**Your objective**
Could you reproduce every line of the material below word for word, leaving out the pictures?

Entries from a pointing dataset
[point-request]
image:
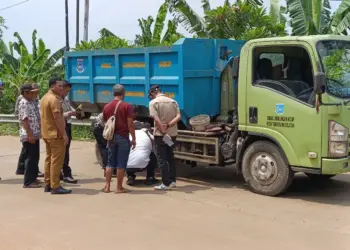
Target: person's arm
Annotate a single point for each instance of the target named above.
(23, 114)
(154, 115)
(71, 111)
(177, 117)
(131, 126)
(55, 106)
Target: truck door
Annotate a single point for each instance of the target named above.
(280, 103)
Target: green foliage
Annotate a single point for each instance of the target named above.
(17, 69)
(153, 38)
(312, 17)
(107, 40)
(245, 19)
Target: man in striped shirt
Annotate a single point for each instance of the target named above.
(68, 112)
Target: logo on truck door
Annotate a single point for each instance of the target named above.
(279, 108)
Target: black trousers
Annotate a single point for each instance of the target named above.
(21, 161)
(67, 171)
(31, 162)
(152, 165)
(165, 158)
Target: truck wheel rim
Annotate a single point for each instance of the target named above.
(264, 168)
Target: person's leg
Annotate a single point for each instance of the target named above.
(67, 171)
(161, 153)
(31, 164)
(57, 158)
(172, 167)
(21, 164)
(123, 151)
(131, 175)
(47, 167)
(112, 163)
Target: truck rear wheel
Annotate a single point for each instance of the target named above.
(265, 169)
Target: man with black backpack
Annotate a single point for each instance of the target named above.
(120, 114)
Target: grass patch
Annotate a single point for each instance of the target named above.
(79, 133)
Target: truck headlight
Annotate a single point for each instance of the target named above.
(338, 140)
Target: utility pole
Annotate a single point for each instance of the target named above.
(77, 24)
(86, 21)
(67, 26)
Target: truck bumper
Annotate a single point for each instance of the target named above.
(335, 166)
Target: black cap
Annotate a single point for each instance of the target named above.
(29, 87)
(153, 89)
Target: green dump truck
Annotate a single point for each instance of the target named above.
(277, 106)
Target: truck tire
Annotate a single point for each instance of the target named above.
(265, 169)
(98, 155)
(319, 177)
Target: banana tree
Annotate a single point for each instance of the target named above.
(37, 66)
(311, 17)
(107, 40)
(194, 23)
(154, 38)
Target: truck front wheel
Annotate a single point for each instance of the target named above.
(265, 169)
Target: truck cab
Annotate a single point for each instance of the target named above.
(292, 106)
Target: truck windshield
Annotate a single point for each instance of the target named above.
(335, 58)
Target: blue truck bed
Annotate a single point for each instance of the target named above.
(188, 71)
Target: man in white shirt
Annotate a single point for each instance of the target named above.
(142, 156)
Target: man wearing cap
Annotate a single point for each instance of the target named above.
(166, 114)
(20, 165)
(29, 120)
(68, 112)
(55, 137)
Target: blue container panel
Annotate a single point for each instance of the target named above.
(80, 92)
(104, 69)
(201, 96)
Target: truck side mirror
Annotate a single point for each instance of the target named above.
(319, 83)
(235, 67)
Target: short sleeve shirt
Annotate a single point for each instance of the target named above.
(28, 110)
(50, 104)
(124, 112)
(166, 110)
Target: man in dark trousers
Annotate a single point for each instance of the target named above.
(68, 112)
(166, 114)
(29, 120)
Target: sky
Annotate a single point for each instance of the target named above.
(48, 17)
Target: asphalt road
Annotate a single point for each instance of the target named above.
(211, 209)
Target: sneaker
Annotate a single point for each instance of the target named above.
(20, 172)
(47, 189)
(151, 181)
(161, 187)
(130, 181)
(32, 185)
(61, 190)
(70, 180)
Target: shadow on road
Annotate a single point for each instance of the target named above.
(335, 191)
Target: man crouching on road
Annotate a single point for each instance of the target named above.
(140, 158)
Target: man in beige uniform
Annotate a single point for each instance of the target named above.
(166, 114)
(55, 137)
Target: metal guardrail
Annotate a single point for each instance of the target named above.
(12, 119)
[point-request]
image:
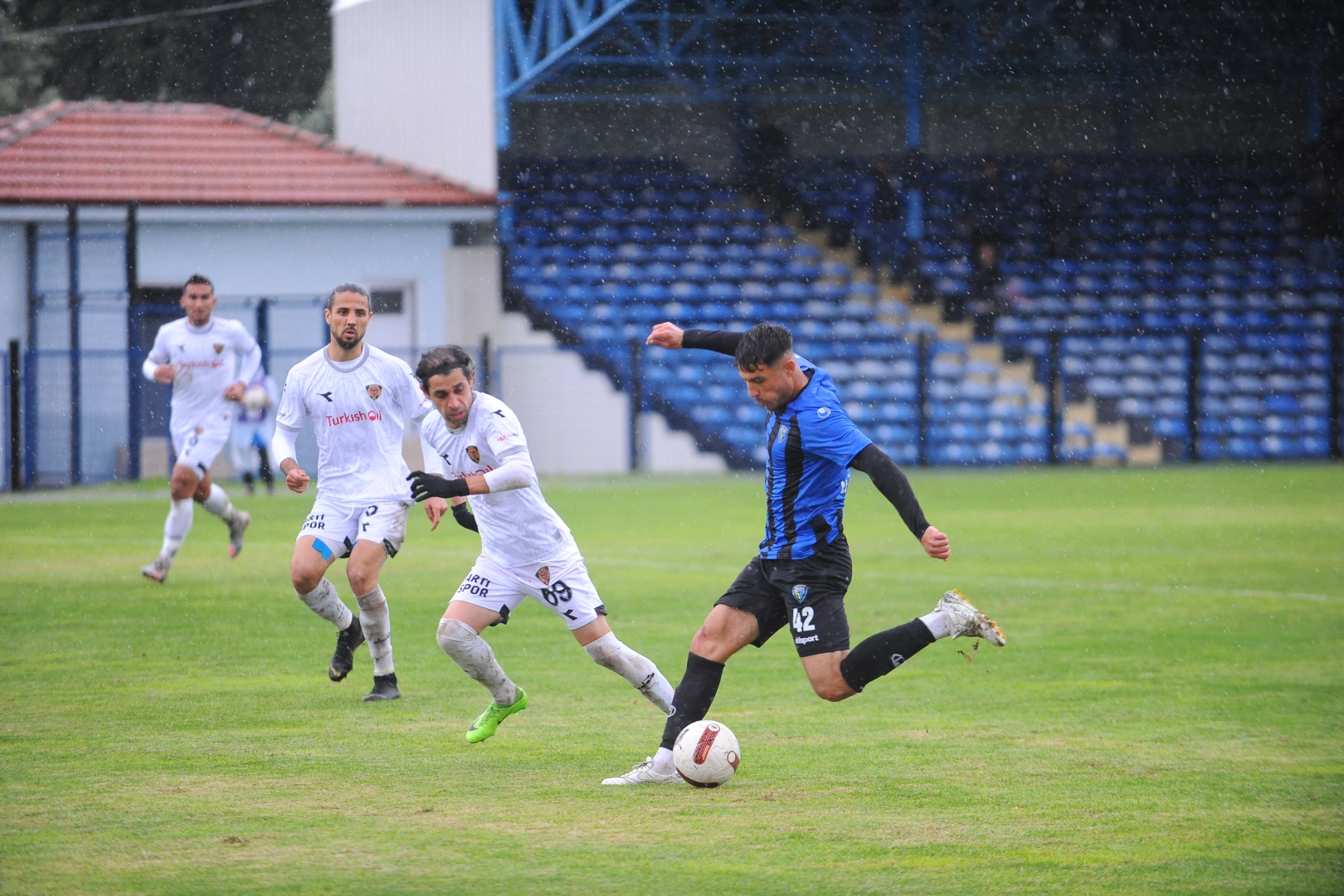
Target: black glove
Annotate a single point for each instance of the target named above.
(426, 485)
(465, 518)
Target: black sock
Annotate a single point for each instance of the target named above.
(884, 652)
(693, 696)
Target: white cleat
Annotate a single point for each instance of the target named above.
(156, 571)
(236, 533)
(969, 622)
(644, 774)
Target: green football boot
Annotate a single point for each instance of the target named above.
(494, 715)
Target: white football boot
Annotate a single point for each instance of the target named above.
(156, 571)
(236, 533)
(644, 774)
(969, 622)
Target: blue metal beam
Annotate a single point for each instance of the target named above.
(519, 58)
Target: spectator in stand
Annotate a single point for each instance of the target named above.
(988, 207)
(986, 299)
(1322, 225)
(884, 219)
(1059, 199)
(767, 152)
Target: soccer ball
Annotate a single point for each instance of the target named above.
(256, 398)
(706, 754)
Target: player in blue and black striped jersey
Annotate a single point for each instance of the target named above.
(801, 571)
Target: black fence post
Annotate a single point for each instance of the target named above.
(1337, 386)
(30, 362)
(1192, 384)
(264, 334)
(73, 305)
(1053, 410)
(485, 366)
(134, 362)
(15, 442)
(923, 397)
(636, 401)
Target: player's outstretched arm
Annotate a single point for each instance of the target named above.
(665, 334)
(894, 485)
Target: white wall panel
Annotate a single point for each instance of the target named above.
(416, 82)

**Exercise result**
[point-request]
image:
Target: person's arm
Annotate a single point for each instance of the target named above.
(23, 114)
(154, 115)
(71, 111)
(177, 117)
(131, 126)
(55, 106)
Target: truck door
Annotate a single point for each instance of the target named above.
(280, 103)
Target: green foliage
Annotate a single point for each instance of the target named above.
(17, 69)
(153, 38)
(312, 17)
(107, 40)
(245, 19)
Target: man in striped shirt
Annotate a single point for each instance of the target named above.
(68, 112)
Target: logo on truck door
Annotate a single point for each instance of the target named above.
(279, 108)
Target: black trousers
Annotate a single point for each instance of the target named above.
(21, 161)
(67, 171)
(31, 162)
(152, 165)
(165, 158)
Target: truck wheel rim
Annotate a single point for each instance of the target named above.
(264, 168)
Target: person's leg
Annotate a single point for each instance of the target named above.
(67, 171)
(161, 153)
(31, 164)
(57, 158)
(172, 167)
(21, 164)
(123, 151)
(131, 175)
(47, 167)
(112, 163)
Target: truck rear wheel
Annotate a single point for each instance of the target named above.
(265, 169)
Target: man with black backpack
Annotate a single point for each instance of the target named above.
(120, 114)
Target: grass patch
Annotate a single point for each instance of the target named above.
(79, 133)
Target: truck headlight
Annotate a single point for each instance of the target named above.
(338, 140)
Target: utility pole
Annotate a single point for each instance of the target named above.
(77, 24)
(86, 21)
(67, 26)
Target: truck bumper
Annotate a single point for each instance of the target named above.
(335, 166)
Target: black cap
Annotate a single point for each instance of the target named above.
(29, 87)
(153, 89)
Target: green dump truck
Annotate a single point for each instance of the target named above.
(277, 106)
Target: truck tire
Annotate a single point for each instance of the target named above.
(265, 169)
(98, 155)
(319, 177)
Target: banana tree
Annotate a single point for each instance of the target named above.
(37, 66)
(311, 17)
(107, 40)
(194, 23)
(154, 38)
Target: truck front wheel
Annotate a single point for each instance of the target named above.
(265, 169)
Target: truck cab
Annotate a single point for each instance of the target named above.
(292, 106)
Target: truck windshield
Annotate a single point for each instance of the target named above.
(335, 58)
Target: blue truck bed
Annotate a single point for each instance of the target named above.
(188, 71)
Target: man in white shirt
Annotate a single point for each instance of the target named above.
(142, 156)
Target: man wearing cap
Annotate a single point for each instance of the target named above.
(166, 114)
(20, 165)
(29, 120)
(68, 112)
(55, 137)
Target: blue container panel
Annotate a single point for each instance of the target named above.
(80, 92)
(104, 69)
(201, 96)
Target: truck side mirror
Annotate a single point for each instance of the target named above.
(319, 83)
(235, 67)
Target: short sleeve shirt
Annotate a single point for each instance of the target named above.
(28, 110)
(50, 104)
(124, 112)
(166, 110)
Target: man in dark trousers
Annotate a single point for each instance of the target named above.
(68, 112)
(166, 114)
(29, 120)
Target: sky
Annotate a single point for each instance of the target named above.
(48, 17)
Target: asphalt road
Annotate a single point for each instance of the target named above.
(211, 209)
Target: sneaker
Annotate a single point for each instance of the target named above.
(20, 172)
(47, 189)
(151, 181)
(161, 187)
(130, 181)
(32, 185)
(61, 190)
(70, 180)
Target: shadow on road
Annotate a single point for each instance of the target named above.
(335, 191)
Target: man crouching on road
Annotate a single point for each instance of the target named above.
(140, 158)
Target: man in beige uniform
Annotate a single point for each instance of the target named above.
(166, 114)
(55, 137)
Target: metal guardrail
Annotate a single point for each instance of the target named above.
(12, 119)
[point-request]
image:
Target: black glove
Annotate a single point for each instance of the target named above.
(426, 485)
(465, 518)
Target: black sock
Annotate a single point for each instance of the target named above.
(884, 652)
(693, 696)
Target: white cleat
Annotate a single point for each instance of the target named above.
(156, 571)
(236, 533)
(969, 622)
(644, 774)
Target: green football boot
Annotate a single point for each instance of the target named above.
(494, 715)
Target: white football boot
Annotate a single point for each instance of the target named above.
(156, 571)
(236, 533)
(644, 774)
(969, 622)
Target: blue metal beam
Annotate a single point for each instance of the target named above.
(519, 58)
Target: spectator in stand
Annotate a single point for each instance of the target named above.
(988, 207)
(986, 299)
(1322, 225)
(884, 219)
(1059, 199)
(767, 152)
Target: soccer ball
Annotate a single point for each instance of the target named above.
(256, 398)
(706, 754)
Target: player in blue and black striped jersey
Annotate a single point for each instance of the target named above.
(801, 571)
Target: black fence post
Annotate a single point for each instance of the target named above.
(1337, 386)
(30, 362)
(1192, 384)
(264, 334)
(73, 305)
(1053, 410)
(485, 366)
(134, 362)
(15, 442)
(923, 397)
(636, 401)
Target: player's outstretched arm
Annotate a single point for each instance of the target named above.
(665, 334)
(894, 485)
Target: white wall panel
Annotate a single point for each instance of the target named above.
(416, 82)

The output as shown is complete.